Directions:
• a. Reproduce the part of the Parliament of Devils article that starts with "1440-1450: Tensions and" and goes on through "Rebellion of 1450.", word for word.
• b. Name every duke mentioned in the Parliament of Devils article.
• c. Extend the Parliament of Devils article beyond its final sentence.

Selected extract:
================================

The Coventry Parliament of November 1459 is often termed ‘The Parliament of Devils’ by modern historians. The Parliament came at a time of high tension. Writs of Summons to this session of Parliament were issued on 9 October 1459, from Leominster. Just weeks earlier, on 23 September 1459, an army loyal to the crown had intercepted the Earl.of Salisbury at Blore Heath and lost a battle against his retinue. As the Writs were being dispatched, the Royal Army was making its way to Ludlow, where on 12 October 1459 at the nearby Ludford Bridge the Yorkists fled in some disarray. Warfare had begun, and more seemed imminent. It was in this hostile environment that Parliament was hastily convened.
Buildup to the Parliament of Devils
The Coventry Parliament of 1459 is noted for its punitive actions against the Yorkist Lords and their supporters. This was the result of years of tension in court, and a number of armed clashes and standoffs.
1440-1450: Tensions and murders
The 1440s had seen accusations of corruption and favouritism levelled at men at the heart of King Henry VI‘s government. It resulted in the impeachment and murder of William de la Pole, Duke of Suffolk. The murder in Portsmouth of Adam Moleyns. Along with uprisings, largely in the South, such as the Jack Cade Rebellion of 1450.
These were not the only long term examples of disharmony. The King’s uncle, Humphrey Duke of Gloucester, had voiced concerns. He was arrested and died whilst in custody. With both the Dukes of Gloucester and Suffolk dead, and the rebellion of Cade ruthlessly suppressed in ‘a harvest of heads’ it may have been expected that court would become more harmonious. It didn’t. Instead, new faces took up the lead roles in King Henry’s council. Men such as the Duke of Somerset stepped up as close confidants and advisors to the King. The Duke of York assumed the role of leading the ‘loyal opposition‘.

================================

Entries for pointing and labeling
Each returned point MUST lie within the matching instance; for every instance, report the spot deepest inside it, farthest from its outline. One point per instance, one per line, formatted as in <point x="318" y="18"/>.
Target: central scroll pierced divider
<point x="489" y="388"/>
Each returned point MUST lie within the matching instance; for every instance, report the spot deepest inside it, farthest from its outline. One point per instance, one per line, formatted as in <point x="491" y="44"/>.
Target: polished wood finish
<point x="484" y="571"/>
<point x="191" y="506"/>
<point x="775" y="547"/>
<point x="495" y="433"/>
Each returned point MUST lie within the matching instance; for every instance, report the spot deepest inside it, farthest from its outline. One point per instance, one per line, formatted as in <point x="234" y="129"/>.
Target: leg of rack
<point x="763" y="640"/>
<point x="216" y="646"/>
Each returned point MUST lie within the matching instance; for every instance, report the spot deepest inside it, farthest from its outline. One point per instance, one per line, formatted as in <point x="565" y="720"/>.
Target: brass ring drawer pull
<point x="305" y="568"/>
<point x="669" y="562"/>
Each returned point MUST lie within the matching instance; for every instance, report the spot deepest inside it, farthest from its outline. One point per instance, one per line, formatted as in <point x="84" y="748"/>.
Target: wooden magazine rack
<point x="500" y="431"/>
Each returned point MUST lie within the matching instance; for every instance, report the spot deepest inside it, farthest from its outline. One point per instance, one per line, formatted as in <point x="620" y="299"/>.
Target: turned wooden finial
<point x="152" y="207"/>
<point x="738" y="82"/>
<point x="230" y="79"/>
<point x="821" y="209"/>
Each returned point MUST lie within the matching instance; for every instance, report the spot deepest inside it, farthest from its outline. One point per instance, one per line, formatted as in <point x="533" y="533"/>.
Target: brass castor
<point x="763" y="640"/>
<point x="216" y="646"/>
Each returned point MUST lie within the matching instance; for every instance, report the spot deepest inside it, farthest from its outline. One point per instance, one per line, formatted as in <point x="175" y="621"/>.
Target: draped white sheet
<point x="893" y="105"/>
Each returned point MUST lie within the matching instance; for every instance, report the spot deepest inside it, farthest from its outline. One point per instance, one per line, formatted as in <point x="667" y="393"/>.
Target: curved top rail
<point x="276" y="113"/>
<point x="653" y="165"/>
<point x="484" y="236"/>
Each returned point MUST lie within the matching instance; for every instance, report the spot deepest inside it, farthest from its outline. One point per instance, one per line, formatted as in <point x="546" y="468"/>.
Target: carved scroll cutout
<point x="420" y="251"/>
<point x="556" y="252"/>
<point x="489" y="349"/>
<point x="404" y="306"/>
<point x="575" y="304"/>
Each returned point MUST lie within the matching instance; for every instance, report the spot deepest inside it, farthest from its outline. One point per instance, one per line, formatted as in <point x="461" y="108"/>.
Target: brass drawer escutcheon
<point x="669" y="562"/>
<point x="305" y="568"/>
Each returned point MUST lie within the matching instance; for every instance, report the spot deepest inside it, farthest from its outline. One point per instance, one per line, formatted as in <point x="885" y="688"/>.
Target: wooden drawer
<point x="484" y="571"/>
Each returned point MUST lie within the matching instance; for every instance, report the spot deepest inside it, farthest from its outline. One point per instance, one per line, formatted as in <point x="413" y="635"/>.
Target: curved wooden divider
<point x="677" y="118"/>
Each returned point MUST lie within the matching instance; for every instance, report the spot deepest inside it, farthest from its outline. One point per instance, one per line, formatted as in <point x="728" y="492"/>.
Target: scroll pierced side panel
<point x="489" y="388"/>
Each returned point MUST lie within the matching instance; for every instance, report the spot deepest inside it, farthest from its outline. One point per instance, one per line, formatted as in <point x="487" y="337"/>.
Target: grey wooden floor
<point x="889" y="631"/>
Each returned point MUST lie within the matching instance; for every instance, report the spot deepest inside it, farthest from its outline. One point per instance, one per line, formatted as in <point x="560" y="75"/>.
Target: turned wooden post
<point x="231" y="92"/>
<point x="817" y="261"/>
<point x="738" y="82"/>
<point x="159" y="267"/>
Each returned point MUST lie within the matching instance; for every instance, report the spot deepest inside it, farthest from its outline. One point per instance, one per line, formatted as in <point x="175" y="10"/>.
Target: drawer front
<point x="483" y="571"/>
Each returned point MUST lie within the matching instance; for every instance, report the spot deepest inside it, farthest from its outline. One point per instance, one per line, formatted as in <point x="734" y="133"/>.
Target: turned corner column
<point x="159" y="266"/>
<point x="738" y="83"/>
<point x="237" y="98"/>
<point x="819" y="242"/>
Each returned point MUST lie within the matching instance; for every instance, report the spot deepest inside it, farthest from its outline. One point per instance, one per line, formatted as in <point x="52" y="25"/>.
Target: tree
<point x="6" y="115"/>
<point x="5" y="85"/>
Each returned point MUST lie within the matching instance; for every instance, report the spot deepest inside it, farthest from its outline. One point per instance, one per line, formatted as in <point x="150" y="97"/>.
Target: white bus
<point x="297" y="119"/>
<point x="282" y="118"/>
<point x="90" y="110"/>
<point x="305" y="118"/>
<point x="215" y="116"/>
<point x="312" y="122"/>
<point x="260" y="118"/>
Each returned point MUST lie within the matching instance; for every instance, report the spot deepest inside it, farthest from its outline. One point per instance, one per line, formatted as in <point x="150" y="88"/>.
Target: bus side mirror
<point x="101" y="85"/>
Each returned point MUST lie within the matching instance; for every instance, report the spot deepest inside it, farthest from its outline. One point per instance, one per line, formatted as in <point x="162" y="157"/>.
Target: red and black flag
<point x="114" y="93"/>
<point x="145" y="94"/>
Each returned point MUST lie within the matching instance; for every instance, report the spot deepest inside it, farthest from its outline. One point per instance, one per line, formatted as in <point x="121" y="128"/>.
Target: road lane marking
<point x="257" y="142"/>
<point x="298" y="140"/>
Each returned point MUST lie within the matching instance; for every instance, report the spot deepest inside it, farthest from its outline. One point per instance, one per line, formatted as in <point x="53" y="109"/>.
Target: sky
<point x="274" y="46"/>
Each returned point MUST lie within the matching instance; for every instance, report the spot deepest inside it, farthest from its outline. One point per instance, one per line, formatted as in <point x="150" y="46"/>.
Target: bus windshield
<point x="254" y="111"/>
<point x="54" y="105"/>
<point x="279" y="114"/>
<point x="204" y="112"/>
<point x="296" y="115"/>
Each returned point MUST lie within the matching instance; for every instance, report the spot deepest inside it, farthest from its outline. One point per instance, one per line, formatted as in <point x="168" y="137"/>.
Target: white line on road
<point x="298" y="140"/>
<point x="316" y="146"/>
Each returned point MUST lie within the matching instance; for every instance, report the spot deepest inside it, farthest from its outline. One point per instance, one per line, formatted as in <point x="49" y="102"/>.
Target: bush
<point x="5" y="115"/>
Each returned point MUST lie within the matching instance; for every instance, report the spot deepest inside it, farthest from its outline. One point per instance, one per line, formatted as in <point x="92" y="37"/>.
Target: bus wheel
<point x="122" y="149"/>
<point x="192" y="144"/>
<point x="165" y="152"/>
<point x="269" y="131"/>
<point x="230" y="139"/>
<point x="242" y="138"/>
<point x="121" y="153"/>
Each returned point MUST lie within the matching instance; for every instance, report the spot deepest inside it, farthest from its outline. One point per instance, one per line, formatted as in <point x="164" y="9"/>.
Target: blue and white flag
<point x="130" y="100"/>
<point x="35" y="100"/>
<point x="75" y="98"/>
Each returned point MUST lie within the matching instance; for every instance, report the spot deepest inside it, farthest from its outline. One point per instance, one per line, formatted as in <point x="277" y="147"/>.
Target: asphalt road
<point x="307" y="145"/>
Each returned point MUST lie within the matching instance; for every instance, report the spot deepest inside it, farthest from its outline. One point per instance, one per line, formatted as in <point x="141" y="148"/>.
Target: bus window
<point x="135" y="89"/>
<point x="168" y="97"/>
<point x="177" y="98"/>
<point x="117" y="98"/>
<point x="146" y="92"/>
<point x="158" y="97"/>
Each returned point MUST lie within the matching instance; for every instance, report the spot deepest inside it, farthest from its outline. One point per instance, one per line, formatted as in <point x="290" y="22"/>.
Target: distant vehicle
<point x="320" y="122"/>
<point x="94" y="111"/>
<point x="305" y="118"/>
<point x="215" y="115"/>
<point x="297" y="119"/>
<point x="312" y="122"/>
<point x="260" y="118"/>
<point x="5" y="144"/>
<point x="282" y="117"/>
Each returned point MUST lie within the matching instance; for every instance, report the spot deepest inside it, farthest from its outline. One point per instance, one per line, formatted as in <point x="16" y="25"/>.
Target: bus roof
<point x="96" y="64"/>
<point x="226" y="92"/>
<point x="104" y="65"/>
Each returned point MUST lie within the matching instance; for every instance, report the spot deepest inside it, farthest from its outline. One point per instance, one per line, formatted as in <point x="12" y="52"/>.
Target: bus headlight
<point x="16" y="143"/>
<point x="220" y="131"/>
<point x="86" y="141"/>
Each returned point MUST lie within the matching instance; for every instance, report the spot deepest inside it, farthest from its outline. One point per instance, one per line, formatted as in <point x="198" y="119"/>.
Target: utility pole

================================

Results:
• a.
1440-1450: Tensions and murders
The 1440s had seen accusations of corruption and favouritism levelled at men at the heart of King Henry VI‘s government. It resulted in the impeachment and murder of William de la Pole, Duke of Suffolk. The murder in Portsmouth of Adam Moleyns. Along with uprisings, largely in the South, such as the Jack Cade Rebellion of 1450.

• b.
- William de la Pole, Duke of Suffolk
- Humphrey, Duke of Gloucester
- The Duke of Somerset
- The Duke of York

• c.
Escalation of tension and violence 1450-59
Events in the 1450s saw an escalation in tensions between those of the Court Party, loyal to the advisors close to the Royal Family, and those who argued for changes, led by the Duke of York.
Brief Timeline of escalating tensions in the 1450s
1450 – Jack Cade led a revolt.
1450 – Richard 3rd Duke of York entered London brandishing his sword.
1452 – Armed Standoff at Dartford between the two factions.
1453 – Loss of English possessions in Gascony following the Battle of Castillon and Siege of Bordeaux.
1453 – King Henry VI became incapable of personal rule
1454 – Richard 3rd Duke of York appointed Protector. Duke of Somerset imprisoned.
1455 – King Henry VI resumed personal rule. Duke of Somerset regains positions and influence.
1456 – King Henry VI resumed personal rule.
1458 – Loveday Parade attempted to bring about a resolution to grievances held by Lancastrian lords over the deaths at St. Albans and regional tensions and violent clashes.
1458 – Men loyal to the Court Party attacked the Earl of Warwick’s men in a possible assassination attempt. The Earl escaped unharmed and left London for Calais.
1459 – Yorkist Lords agree to meet, with retinues, at Ludlow. This was in response to further perceived threats from the Court Party, led by Queen Margaret and the Duke of Somerset.
1459 – 23 September. Battle of Blore Heath. The Earl of Salisbury‘s retinue en route from Middleham to Ludlow was intercepted by a force loyal to the Crown. The Earl of Salisbury’s force won the day and made its way to Ludlow, where he joined the Duke of York and was soon joined by his son the Earl of Warwick and his retinue, including men of the Calais Garrison.
1459 – 9 October. From Leominster, Writs of Summons issued to attend a Parliament to sit at Coventry on 20 November. The leading Yorkist Lords were not summoned to attend the Parliament.
1459 – 12 October. Rout at Ludford. Yorkist lords flee.
1459 – 20 November. Opening of the Coventry Parliament.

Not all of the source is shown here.